**Problèmes à résoudre**
**a)** Dans l'extrait sur le litige entre le liquidateur et les sociétés Dale aviation, quel est le montant de l'astreinte dont le tribunal a assorti la restitution des pièces ?
**b)** Reprenez l'extrait sur le litige entre le liquidateur et les sociétés Dale aviation à la suite de sa dernière phrase.
#### Extrait fourni
A défaut d’issue amiable, et suivant exploit du 6 février 2019, Maîtree [N], en qualité de liquidateur judiciaire, a fait assigner par devant le tribunal de commerce de Tarbes, la société Dale aviation limited et la société Dale aviation France en restitution, sous astreinte, des pièces détachées, contestant toute connexité entre le droit de rétention pratiqué par les défenderesses et les créances impayées.

Les défenderesses ont soulevé, in limine litis, sur le fondement de la clause attributive de compétence insérée au contrat de maintenance, l’incompétence territoriale du tribunal de commerce au profit des juridictions londoniennes et conclu sur le fond du litige.

Par jugement du 9 novembre 2020, auquel il convient expressément de se référer pour un plus ample exposé des faits et des prétentions et moyens initiaux des parties, le tribunal a :

– rejeté l’exception d’incompétence territoriale soulevée par les défenderesses, et s’est déclaré compétent pour connaître du litige

– rejeté la demande de la société Dale aviation France d’être mise hors de cause

– dit que le droit de rétention pratiquée ne se justifie pas, n’est donc pas fondé

– débouté les société Dale aviation limited et société Dale aviation France de leur droit de rétention

– ordonné la restitution des pièces sous astreinte de 2.000 euros par jour de retard à compter de 8 jours après la signification du jugement

– condamné solidairement la société Dale aviation limited et la société Dale aviation France à payer à Maître [N] ès qualités la somme de 3.000 euros sur le fondement de l’article 700 du code de procédure civile

– ordonné l’exécution provisoire

– condamné solidairement la société Dale aviation limited et la société Dale aviation France aux dépens

– débouté les parties du surplus de leurs demandes.

Par déclaration faite au greffe de la cour le 12 février 2021, la société Dale aviation limited et la société Dale aviation France ont relevé appel de ce jugement.

Par ordonnance du 23 août 2021, le président du tribunal de commerce de Tarbes a remplacé Maître [N] par la selarl MJPA, dont il était gérant et associé unique, pour l’ensemble de ses mandats.

Maître [N] est décédé le [Date décès 5] 2021.

Par ordonnance du 16 septembre 2021, le président du tribunal judiciaire de Tarbes a désigné la SCP [J] [H], prise en la personne de Maître [H] [J], mandataire judiciaire, « afin d’accomplir les actes nécessaires à la gestion de l’étude de la selarl MJPA ».

La procédure a été clôturée par ordonnance du 11 mai 2022.

Les parties ont été avisées par message RPVA que le délibéré sera rendu par anticipation le 20 juillet 2022.

***

Vu les dernières conclusions notifiées le 20 septembre 2021 par la société Dale aviation limited et la société Dale aviation France qui ont demandé à la cour de réformer en toutes ses dispositions le jugement entrepris, et statuant à nouveau, de :

In limine litis :

– déclarer territorialement incompétent les juridictions française au profit du tribunal de Londres et rejeter la demande de déclaration de compétence formulée par Maître [N] et par la selarl MJPA ès qualités

– mettre hors de cause la société Dale aviation France.
########
#### Informations fournies
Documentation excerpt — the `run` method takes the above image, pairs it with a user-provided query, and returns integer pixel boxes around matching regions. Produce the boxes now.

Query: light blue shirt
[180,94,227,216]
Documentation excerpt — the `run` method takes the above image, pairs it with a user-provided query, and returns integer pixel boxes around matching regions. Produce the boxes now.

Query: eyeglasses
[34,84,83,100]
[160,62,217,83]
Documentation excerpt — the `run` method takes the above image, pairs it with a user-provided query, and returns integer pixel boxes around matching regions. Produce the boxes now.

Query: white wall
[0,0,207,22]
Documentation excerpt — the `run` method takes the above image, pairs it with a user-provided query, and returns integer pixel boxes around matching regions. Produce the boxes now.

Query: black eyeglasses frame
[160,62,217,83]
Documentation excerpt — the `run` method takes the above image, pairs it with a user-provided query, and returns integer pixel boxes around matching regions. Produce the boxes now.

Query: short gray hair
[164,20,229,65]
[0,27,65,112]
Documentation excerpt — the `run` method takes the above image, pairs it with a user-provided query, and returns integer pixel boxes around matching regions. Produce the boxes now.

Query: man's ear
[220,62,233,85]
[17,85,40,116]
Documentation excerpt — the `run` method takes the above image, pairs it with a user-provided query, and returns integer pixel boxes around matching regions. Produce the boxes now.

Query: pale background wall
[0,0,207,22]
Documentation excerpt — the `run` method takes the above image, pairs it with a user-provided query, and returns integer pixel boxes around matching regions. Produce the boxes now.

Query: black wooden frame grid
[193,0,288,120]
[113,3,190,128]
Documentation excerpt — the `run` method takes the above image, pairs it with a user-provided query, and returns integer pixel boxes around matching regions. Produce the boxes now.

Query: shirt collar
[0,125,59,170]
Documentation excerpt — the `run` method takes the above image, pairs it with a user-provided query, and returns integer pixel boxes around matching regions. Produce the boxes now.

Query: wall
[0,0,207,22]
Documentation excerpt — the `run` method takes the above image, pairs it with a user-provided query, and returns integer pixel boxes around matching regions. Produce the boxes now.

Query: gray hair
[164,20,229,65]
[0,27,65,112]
########
**Résultats par tâche**
**a)** 2.000 euros par jour de retard.

**b)**
En toute hypothèse :

– juger que la société Dale aviation limited et la société Dale aviation France justifient tant en droit qu’en fait de la connexité entre le droit de rétention pratiqué sur les pièces détachées et les créances demeurées impayées

– juger que le droit de rétention pratiqué par la société Dale aviation limited et la société Dale aviation France est parfaitement fondé en l’espèce.

Le cas échéant :

– ordonner une mesure d’instruction sous la forme d’une expertise judiciaire et désigner un expert avec pour mission de :

– convoquer et entendre les parties, assistées le cas échéant de leurs conseils, et recueillir leurs observations à l’occasion de l’exécution des opérations ou de la tenue des réunions d’expertise

– se faire communiquer tout document qu’il estimera utile à l’accompagnement de sa mission et procéder à son analyse

– se rendre sur le lieux de stockage des pièces dont l’intimé réclame la restitution

– relever et décrire l’ensemble des dites pièces présentes dans le stock

– évaluer la connexité du stock précité et de la liste des pièces versées à l’instance avec les termes du contrat liant la société Dale aviation limited et la société Air Méditerranée

– évaluer le coût du stockage des pièces dont l’intimé demande la restitution

– estimer la valeur actualisée du stock des dites pièces

– rapporter toutes autres constatations utiles à l’examen des prétentions des parties et fournir en général tous éléments techniques et de fait de nature à permettre à la cour de statuer

– mettre, en temps utile, au terme des opérations d’expertise, les parties en mesure de faire valoir leurs observations qui seront annexées au rapport et y répondre

– établir, à l’issue des opérations d’expertise, un rapport qui sera transmis à la cour et aux parties.

Mais également de :

– rejeter la demande de réparation de l’omission de statuer affectant la décision de première instance et de modification du dispositif du jugement du 9 novembre 2020

– condamner Maître [N] ès qualités et la selarl MJPA solidairement à verser chacune à la société Dale aviation limited la somme de 6.000 euros sur le fondement de l’article 700 du code de procédure civile

– condamner Maître [N] ès qualités et la selarl MJPA solidairement à verser chacune à la société Dale aviation France la somme de 6.000 euros sur le fondement de l’article 700 du code de procédure civile.

Vu les dernières conclusions notifiées le 12 janvier 2022 par la selarl MJPA, prise en la personne de son administrateur provisoire, la SCP [H] [J], elle-même prise en la personne de Maître [J], en qualité de liquidateur judiciaire de la société Air Méditerranée qui a demandé à la cour, au visa des articles L642-20-1 du code de commerce, 2286 du code civil, R662-3 du code de commerce, 463 et 564 du code de procédure civile, de :

– dire recevable et bien fondée l’intervention volontaire de la SCP [J], elle-même prise en la personne de Maître [J] en qualité d’administrateur provisoire de la selarl MJPA.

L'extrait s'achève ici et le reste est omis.